* start EXCERPT *

But the price the country is asked to pay for these precious units of electricity is indeed great. Three of the best known waterfalls along frequently travelled up-country routes will be drastically affected by the project. These are the Devon and St. Claire waterfalls on the Hatton- Talawakelle road and what most people view as Ramboda fall -which is really two falls, Puna Oya falls and Gerandi ella- on the Kandy- Nuwara Eliya route. Several other smaller falls will disappear completely.
The project which was conceived some two decades ago has continuously attracted opposition because of this waterfall factor. The initial proposal was to have two ponds- small reservoirs - on two locations at Caledonia and Talawakelle. This would have, according to the feasibility report generated 248 MW of power.
But the repercussions were large scale. The number of families to be evacuated was over 2000 and the waterfalls were as good as gone. Later on, sensing that public opinion would certainly be against any total abolition of the picturesque falls, the plan was watered down to the present Upper Kotmale Hydro Electric Project.
The proposal submitted by the Ceylon Electricity Board envisages damming the Kotmale Oya, before it meets up with Devon Oya to make the Mahaweli ganga. A 38 metre dam just below the Talawakelle town will create a small pond fed by some 23 km of tunnelway running from various streams around the area. The sources of water for the pond include the Kotmale Oya, Devon Oya, Puna Oya and Pundalu Oya. After the generation of electricity at the underground power house in Niyangandora, the water will flow into the Kotmale reservoir.
The controversy over the project rages on because of the effect this stream-tapping will have on waterfalls and several communities that are presently living in the reservoir location. The Devon and St. Clair waterfalls which are considered among the most beautiful of the country's large waterfalls will suffer drastically if the project is implemented. Gerandi ella will not be affected but Puna Oya will be reduced by 70 percent. Ramboda proper will be reduced by half and certain other falls like St. Clair minor and St. Andrews will disappear altogether.

* end EXCERPT *
* start DATASET RECORDS *

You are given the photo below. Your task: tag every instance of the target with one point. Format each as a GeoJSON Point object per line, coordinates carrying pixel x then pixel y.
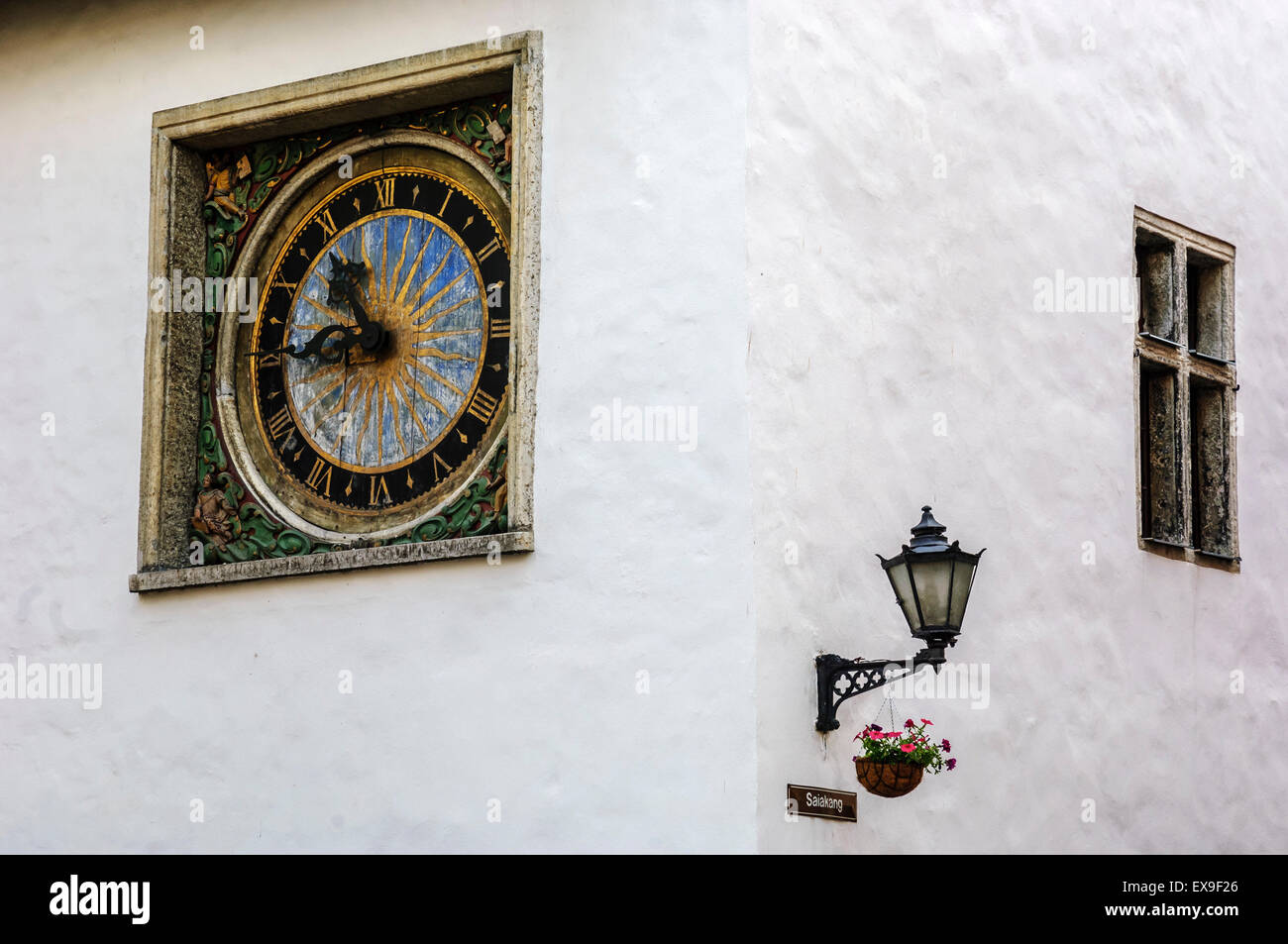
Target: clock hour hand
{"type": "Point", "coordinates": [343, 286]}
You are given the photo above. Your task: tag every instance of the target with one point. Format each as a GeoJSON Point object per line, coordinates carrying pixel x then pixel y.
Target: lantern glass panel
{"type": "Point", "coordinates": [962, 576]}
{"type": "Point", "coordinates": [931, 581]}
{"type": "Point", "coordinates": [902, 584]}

* end DATASET RECORDS *
* start DATASET RECORDS *

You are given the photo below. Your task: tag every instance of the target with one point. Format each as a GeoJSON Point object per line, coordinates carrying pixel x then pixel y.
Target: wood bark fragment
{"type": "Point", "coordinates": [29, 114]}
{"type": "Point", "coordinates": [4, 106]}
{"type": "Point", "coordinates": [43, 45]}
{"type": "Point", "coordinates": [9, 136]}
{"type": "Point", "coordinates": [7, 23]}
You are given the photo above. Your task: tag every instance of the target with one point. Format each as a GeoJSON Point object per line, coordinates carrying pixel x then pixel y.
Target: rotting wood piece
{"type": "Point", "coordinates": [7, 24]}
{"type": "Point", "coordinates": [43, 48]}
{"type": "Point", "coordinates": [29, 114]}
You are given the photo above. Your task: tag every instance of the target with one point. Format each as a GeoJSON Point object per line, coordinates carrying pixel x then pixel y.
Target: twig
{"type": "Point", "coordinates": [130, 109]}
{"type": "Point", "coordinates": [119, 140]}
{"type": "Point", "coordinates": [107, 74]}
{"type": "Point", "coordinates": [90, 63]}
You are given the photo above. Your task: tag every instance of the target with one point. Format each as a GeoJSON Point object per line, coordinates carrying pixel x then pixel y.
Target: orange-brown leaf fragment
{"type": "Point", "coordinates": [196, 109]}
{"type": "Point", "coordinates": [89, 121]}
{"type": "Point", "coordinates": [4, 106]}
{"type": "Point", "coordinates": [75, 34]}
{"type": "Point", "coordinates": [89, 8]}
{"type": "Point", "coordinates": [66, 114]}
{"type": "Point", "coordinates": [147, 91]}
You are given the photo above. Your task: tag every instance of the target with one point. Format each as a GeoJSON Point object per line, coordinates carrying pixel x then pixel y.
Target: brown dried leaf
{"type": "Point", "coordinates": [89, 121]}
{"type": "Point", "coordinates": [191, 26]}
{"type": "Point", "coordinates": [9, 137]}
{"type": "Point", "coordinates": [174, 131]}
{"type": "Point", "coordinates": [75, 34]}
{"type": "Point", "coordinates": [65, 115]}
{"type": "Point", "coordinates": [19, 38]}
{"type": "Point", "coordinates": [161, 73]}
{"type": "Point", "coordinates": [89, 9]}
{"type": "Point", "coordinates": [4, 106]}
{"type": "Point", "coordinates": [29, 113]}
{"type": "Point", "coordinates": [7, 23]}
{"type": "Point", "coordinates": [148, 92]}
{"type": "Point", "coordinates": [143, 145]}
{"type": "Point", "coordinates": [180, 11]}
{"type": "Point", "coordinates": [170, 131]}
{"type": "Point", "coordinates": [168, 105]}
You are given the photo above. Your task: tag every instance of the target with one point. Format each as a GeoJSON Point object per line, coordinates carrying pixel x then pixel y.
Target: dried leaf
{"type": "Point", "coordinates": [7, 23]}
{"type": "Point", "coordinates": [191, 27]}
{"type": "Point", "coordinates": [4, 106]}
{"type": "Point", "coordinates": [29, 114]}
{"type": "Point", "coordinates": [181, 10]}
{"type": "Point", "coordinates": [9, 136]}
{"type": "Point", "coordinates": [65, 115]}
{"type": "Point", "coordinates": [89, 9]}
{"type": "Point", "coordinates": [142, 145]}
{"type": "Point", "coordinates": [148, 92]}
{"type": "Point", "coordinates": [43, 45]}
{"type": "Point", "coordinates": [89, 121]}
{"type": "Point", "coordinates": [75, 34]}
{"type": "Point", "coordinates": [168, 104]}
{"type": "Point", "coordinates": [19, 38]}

* end DATASET RECORDS *

Copy the section of the Upper Kotmale hydroelectric project text from "The project which" up to and including "MW of power.".

OUTPUT OF THE TASK:
The project which was conceived some two decades ago has continuously attracted opposition because of this waterfall factor. The initial proposal was to have two ponds- small reservoirs - on two locations at Caledonia and Talawakelle. This would have, according to the feasibility report generated 248 MW of power.